- Exercise goal
Show every line of the records that contains the word "arched", matching case exactly.

- Supplied information

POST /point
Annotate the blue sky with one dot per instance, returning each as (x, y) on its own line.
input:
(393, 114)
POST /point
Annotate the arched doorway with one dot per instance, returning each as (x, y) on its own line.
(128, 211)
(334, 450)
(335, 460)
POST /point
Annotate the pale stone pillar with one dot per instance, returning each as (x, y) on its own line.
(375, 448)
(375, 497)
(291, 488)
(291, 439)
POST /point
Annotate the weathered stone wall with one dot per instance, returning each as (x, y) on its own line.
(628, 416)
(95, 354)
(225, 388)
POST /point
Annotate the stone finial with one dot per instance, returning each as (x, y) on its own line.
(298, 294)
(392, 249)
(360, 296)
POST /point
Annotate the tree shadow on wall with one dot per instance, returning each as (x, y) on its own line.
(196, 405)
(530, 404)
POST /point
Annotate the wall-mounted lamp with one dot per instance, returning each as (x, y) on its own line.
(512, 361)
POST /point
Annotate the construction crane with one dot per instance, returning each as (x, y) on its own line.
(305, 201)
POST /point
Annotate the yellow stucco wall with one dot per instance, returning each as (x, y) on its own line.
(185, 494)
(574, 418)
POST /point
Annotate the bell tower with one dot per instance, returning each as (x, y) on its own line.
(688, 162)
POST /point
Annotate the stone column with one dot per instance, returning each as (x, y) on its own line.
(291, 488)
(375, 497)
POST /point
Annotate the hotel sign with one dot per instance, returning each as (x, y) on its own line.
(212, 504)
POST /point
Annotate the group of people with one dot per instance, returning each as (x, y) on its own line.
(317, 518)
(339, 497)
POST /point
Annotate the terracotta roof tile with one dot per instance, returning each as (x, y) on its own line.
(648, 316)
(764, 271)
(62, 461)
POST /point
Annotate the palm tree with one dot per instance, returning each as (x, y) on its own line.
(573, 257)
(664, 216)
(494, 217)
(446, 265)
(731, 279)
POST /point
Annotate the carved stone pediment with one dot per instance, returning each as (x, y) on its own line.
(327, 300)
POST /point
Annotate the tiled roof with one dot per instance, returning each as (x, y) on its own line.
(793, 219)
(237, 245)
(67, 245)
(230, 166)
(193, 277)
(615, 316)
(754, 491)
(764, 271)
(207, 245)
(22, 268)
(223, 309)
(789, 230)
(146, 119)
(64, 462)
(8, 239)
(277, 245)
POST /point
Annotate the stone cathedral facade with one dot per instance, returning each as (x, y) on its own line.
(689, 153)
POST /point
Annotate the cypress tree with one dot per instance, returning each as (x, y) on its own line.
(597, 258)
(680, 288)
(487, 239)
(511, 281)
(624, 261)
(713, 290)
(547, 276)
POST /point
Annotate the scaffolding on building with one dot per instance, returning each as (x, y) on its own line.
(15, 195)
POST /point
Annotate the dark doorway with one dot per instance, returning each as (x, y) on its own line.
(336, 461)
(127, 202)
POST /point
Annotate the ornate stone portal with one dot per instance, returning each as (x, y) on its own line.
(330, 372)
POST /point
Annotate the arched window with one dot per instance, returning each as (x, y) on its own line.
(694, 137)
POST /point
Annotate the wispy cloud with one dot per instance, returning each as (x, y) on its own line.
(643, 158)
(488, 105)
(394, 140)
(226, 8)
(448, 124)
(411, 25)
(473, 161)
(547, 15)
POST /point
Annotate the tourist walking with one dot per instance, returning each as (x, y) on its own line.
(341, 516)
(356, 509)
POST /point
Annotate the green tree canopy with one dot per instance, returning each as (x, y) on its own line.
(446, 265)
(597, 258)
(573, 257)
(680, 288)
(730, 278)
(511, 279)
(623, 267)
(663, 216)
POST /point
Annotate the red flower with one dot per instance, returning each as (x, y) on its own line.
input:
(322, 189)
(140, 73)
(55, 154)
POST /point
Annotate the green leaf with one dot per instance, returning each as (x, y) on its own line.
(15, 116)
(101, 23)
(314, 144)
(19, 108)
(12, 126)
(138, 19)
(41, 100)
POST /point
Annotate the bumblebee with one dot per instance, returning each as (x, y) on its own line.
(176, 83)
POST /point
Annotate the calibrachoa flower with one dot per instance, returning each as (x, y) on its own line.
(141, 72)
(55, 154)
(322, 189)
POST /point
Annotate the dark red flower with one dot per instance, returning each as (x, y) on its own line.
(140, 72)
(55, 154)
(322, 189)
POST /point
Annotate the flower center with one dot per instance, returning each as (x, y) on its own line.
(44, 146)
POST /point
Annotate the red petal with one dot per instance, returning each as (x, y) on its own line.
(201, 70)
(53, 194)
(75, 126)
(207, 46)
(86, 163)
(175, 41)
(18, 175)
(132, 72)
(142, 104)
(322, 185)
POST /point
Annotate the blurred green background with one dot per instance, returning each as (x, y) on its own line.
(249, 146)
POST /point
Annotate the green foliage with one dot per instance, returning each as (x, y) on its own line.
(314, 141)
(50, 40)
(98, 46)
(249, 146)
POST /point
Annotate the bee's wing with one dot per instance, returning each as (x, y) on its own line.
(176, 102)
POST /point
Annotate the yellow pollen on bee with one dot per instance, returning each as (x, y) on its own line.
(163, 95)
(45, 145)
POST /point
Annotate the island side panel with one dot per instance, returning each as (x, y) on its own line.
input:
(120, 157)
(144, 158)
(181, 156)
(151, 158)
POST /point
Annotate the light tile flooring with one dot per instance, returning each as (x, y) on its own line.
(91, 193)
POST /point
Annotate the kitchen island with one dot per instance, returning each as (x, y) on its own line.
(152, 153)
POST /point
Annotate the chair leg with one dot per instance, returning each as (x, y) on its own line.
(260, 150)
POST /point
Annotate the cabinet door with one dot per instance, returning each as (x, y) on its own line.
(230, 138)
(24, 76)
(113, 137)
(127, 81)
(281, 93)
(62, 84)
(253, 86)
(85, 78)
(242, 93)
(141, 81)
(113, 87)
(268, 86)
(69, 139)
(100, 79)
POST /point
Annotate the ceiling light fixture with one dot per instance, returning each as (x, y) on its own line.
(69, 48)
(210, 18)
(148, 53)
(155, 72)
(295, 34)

- Written answer
Annotate the arched doorway with one dot per instance, returning each as (x, y) on its own line.
Annotate the arched window with one dot per instance, returning each as (x, y) on its own line.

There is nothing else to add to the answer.